+++ Extracted data

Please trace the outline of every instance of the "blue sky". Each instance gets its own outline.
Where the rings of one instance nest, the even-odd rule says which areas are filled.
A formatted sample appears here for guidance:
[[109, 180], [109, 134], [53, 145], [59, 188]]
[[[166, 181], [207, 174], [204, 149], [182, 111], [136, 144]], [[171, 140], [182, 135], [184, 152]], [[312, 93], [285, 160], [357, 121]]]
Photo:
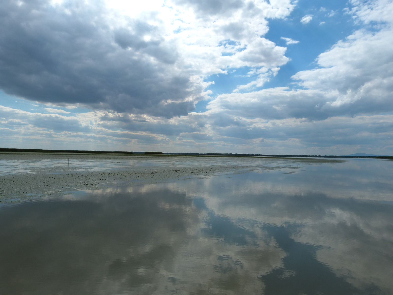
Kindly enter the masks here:
[[393, 155], [391, 0], [0, 13], [2, 147]]

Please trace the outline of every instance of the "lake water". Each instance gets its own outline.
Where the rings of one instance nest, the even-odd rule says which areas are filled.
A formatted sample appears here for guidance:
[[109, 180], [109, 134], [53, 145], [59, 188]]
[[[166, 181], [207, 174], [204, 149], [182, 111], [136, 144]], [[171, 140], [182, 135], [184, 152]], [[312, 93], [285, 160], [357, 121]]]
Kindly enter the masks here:
[[390, 294], [393, 161], [0, 207], [0, 294]]

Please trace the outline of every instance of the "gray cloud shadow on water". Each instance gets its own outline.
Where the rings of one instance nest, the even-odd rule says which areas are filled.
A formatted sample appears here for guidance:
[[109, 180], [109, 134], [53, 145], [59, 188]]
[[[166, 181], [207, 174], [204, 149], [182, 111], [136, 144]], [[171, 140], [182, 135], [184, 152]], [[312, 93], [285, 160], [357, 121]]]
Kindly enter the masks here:
[[[181, 190], [165, 188], [86, 201], [37, 202], [29, 205], [30, 208], [25, 205], [3, 208], [0, 214], [0, 291], [78, 294], [95, 293], [99, 289], [104, 294], [152, 293], [165, 286], [168, 292], [203, 293], [211, 290], [213, 293], [241, 294], [259, 277], [264, 287], [252, 293], [261, 293], [264, 288], [266, 294], [389, 293], [372, 281], [361, 286], [352, 284], [350, 275], [338, 274], [318, 259], [318, 251], [326, 245], [299, 238], [299, 233], [307, 230], [322, 236], [332, 235], [339, 241], [345, 237], [357, 241], [374, 264], [385, 267], [379, 262], [387, 246], [381, 248], [384, 241], [367, 229], [369, 221], [379, 221], [380, 232], [376, 234], [388, 238], [391, 229], [384, 225], [391, 224], [391, 206], [315, 192], [288, 194], [282, 190], [281, 193], [239, 195], [232, 186], [237, 184], [241, 191], [242, 187], [253, 186], [252, 182], [244, 182], [241, 177], [237, 181], [220, 179], [221, 182], [210, 184], [221, 192], [221, 210], [210, 206], [209, 199], [192, 199], [178, 192]], [[204, 187], [215, 194], [211, 187]], [[260, 219], [227, 214], [241, 212], [242, 206], [249, 212], [256, 209]], [[352, 212], [364, 224], [328, 222], [335, 208]], [[275, 224], [274, 219], [280, 222]], [[211, 243], [197, 242], [194, 236], [198, 232], [192, 230], [195, 224], [202, 225], [198, 225], [202, 232], [198, 236]], [[175, 265], [179, 259], [188, 259], [188, 253], [195, 251], [193, 244], [207, 247], [213, 258], [205, 269], [211, 269], [209, 286], [196, 284], [199, 269], [193, 281], [188, 277], [189, 281], [185, 282]], [[182, 247], [190, 245], [191, 248], [182, 252]], [[332, 249], [336, 251], [333, 253], [345, 250], [340, 247]], [[280, 251], [285, 252], [283, 256]], [[367, 260], [364, 257], [362, 262]], [[351, 267], [341, 263], [344, 267]], [[192, 267], [183, 269], [183, 273]], [[163, 278], [160, 279], [159, 273], [165, 274]], [[16, 283], [18, 289], [13, 291]], [[32, 286], [38, 289], [32, 289]]]

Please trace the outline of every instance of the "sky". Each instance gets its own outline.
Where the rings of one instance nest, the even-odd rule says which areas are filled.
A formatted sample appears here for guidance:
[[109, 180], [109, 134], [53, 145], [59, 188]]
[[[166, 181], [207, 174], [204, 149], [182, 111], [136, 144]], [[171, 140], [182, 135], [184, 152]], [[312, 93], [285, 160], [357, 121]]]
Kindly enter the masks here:
[[0, 147], [392, 155], [392, 0], [2, 0]]

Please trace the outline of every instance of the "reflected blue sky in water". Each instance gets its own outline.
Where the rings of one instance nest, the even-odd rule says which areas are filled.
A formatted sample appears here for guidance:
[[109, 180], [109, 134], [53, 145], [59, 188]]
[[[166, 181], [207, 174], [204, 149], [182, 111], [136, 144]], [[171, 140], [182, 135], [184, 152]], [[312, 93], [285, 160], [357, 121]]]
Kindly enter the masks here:
[[391, 294], [392, 168], [350, 160], [3, 206], [0, 293]]

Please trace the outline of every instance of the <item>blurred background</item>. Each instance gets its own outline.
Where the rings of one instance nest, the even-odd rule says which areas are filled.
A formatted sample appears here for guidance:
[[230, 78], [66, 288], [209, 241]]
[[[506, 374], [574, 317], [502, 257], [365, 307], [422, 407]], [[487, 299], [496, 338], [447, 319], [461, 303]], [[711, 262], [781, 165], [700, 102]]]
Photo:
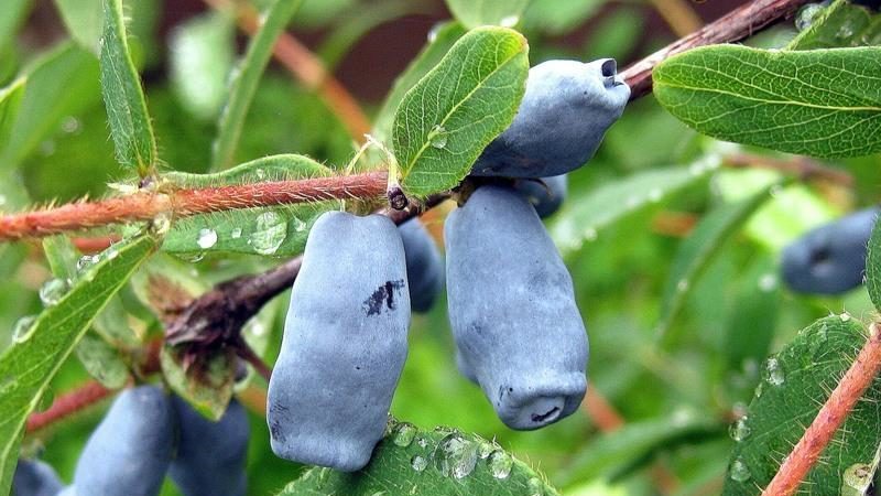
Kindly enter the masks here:
[[[168, 169], [205, 171], [225, 80], [247, 35], [230, 15], [218, 13], [227, 10], [199, 0], [126, 3], [161, 157]], [[614, 57], [622, 68], [741, 3], [533, 0], [516, 26], [529, 39], [533, 65], [551, 58]], [[306, 0], [289, 33], [372, 116], [396, 75], [449, 18], [439, 0]], [[782, 46], [796, 32], [788, 20], [748, 43]], [[67, 37], [52, 1], [30, 3], [14, 41], [0, 46], [0, 83], [58, 50]], [[73, 56], [64, 74], [55, 83], [57, 97], [44, 103], [45, 114], [34, 114], [42, 117], [34, 125], [41, 127], [41, 138], [15, 143], [14, 153], [3, 155], [18, 164], [6, 186], [21, 187], [37, 204], [101, 196], [108, 183], [127, 179], [108, 139], [97, 61]], [[344, 165], [354, 145], [326, 100], [274, 61], [251, 107], [237, 161], [282, 152]], [[729, 424], [752, 398], [764, 357], [816, 317], [841, 310], [870, 312], [862, 290], [840, 298], [793, 294], [780, 283], [779, 257], [782, 247], [811, 227], [877, 203], [881, 159], [827, 162], [823, 165], [846, 180], [796, 181], [775, 191], [694, 281], [697, 285], [671, 327], [672, 345], [660, 349], [652, 343], [661, 295], [682, 240], [713, 206], [742, 198], [780, 175], [737, 166], [698, 171], [706, 173], [705, 181], [641, 205], [600, 231], [573, 234], [565, 226], [577, 223], [584, 208], [579, 205], [600, 188], [649, 170], [687, 170], [708, 154], [731, 163], [802, 160], [700, 137], [648, 96], [628, 107], [597, 157], [570, 175], [567, 204], [547, 219], [573, 273], [590, 337], [591, 393], [583, 413], [541, 431], [507, 429], [481, 391], [456, 371], [443, 298], [428, 314], [414, 315], [392, 413], [426, 429], [450, 425], [494, 439], [567, 495], [718, 494], [733, 443]], [[425, 217], [442, 246], [449, 208]], [[214, 283], [272, 263], [233, 256], [186, 260], [181, 267]], [[11, 330], [20, 316], [40, 310], [36, 292], [50, 276], [39, 247], [28, 244], [7, 247], [0, 271], [0, 328]], [[278, 298], [250, 328], [263, 336], [269, 363], [278, 352], [286, 300], [287, 293]], [[131, 325], [159, 332], [132, 291], [123, 301]], [[9, 336], [3, 339], [8, 343]], [[53, 392], [87, 378], [72, 357]], [[260, 379], [253, 384], [264, 387]], [[29, 436], [25, 449], [42, 453], [69, 482], [102, 408]], [[264, 418], [255, 412], [251, 419], [249, 494], [271, 495], [302, 467], [276, 459]], [[166, 484], [163, 495], [175, 494]]]

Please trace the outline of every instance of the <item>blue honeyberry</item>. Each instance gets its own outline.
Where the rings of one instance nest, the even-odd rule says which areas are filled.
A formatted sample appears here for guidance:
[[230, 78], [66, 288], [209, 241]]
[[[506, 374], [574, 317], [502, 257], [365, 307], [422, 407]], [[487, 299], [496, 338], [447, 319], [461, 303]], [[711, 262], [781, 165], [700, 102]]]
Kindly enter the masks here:
[[535, 209], [512, 188], [482, 186], [449, 215], [444, 234], [460, 368], [512, 429], [574, 412], [587, 387], [587, 333]]
[[235, 399], [213, 422], [178, 397], [172, 399], [180, 440], [168, 476], [184, 496], [244, 496], [250, 427]]
[[783, 280], [796, 292], [840, 294], [862, 283], [879, 208], [819, 226], [783, 249]]
[[398, 226], [406, 256], [406, 279], [410, 306], [414, 312], [427, 312], [444, 287], [444, 260], [428, 229], [418, 218]]
[[175, 438], [175, 414], [164, 391], [154, 386], [122, 391], [79, 455], [75, 494], [157, 495]]
[[558, 211], [566, 200], [567, 177], [566, 174], [561, 174], [537, 180], [518, 180], [514, 183], [514, 190], [525, 196], [535, 207], [535, 213], [539, 214], [539, 217], [545, 218]]
[[315, 222], [269, 384], [276, 455], [346, 472], [370, 461], [406, 359], [406, 277], [388, 217], [329, 212]]
[[55, 496], [62, 490], [58, 474], [40, 460], [20, 459], [12, 476], [11, 496]]
[[616, 73], [612, 58], [531, 68], [513, 122], [483, 150], [471, 174], [544, 177], [584, 165], [630, 98]]

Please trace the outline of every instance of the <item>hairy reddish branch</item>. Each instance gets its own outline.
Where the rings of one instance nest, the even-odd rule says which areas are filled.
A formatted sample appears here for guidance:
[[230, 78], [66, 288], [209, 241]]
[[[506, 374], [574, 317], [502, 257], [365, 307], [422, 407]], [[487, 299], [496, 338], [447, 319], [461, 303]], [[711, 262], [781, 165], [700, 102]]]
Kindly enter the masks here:
[[237, 208], [316, 202], [331, 198], [371, 198], [385, 194], [385, 172], [275, 181], [165, 193], [139, 192], [98, 202], [78, 202], [56, 208], [0, 217], [0, 241], [42, 237], [108, 224], [150, 220], [161, 214], [175, 218]]
[[630, 99], [637, 99], [652, 90], [652, 69], [686, 50], [718, 43], [733, 43], [752, 36], [773, 22], [792, 15], [809, 0], [755, 0], [729, 12], [718, 21], [707, 24], [688, 36], [676, 40], [667, 46], [637, 62], [621, 72], [621, 77], [630, 86]]
[[762, 496], [795, 494], [850, 410], [872, 385], [879, 369], [881, 369], [881, 330], [878, 323], [873, 323], [869, 330], [869, 339], [860, 349], [857, 359], [829, 395], [829, 399], [819, 409], [802, 439], [780, 465], [777, 474], [764, 488]]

++++++

> **Goal of the exercise**:
Swap "outline" for "contour" in the lines between the line holding "Please trace the outline of every instance of the <item>hairy" and the line holding "77], [630, 86]]", inclusive. Give only those lines, with nothing else altered.

> **Answer to the task**:
Please trace the contour of every instance of the <item>hairy reddish branch</item>. Each instance gets its own contour.
Where the rings of one instance nest, the even-odd rule says which areas are filled.
A formatted sample appears here for guidance:
[[230, 78], [66, 288], [209, 241]]
[[[506, 374], [574, 317], [502, 257], [365, 307], [422, 407]], [[487, 299], [496, 338], [447, 319], [461, 303]], [[711, 262], [781, 165], [700, 102]]]
Kindly enter the masks here:
[[237, 208], [316, 202], [331, 198], [371, 198], [385, 194], [385, 172], [275, 181], [165, 193], [139, 192], [98, 202], [78, 202], [56, 208], [0, 217], [0, 241], [42, 237], [108, 224], [150, 220], [161, 214], [175, 218]]
[[630, 99], [637, 99], [652, 90], [652, 69], [686, 50], [718, 43], [733, 43], [752, 36], [773, 22], [792, 15], [809, 0], [755, 0], [729, 12], [718, 21], [707, 24], [688, 36], [676, 40], [667, 46], [637, 62], [621, 72], [621, 77], [630, 86]]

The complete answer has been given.